Data in this exercise:
• • • • • • •
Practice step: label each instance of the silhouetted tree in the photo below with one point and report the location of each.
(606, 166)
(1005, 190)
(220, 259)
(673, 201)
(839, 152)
• • • • • • •
Goal:
Rewrite the entries with "silhouetted tree" replaced by "dark tree outline" and everything else left unchanged.

Response below:
Practice step: label each instance of the dark tree outline in the photo below with one point and report the location of each.
(606, 166)
(1005, 190)
(220, 259)
(673, 201)
(839, 152)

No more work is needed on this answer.